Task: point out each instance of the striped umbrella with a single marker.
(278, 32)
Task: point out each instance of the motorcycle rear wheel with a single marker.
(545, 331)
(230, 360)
_ _ _
__Task details__. Beginning at the line containing "Task: point out each instance of the motorcycle", repeat each line exactly through the last line of the entries, and include no other lines.

__Complete output__.
Task: point out each instance of the motorcycle rear wheel with a single marker.
(545, 331)
(230, 360)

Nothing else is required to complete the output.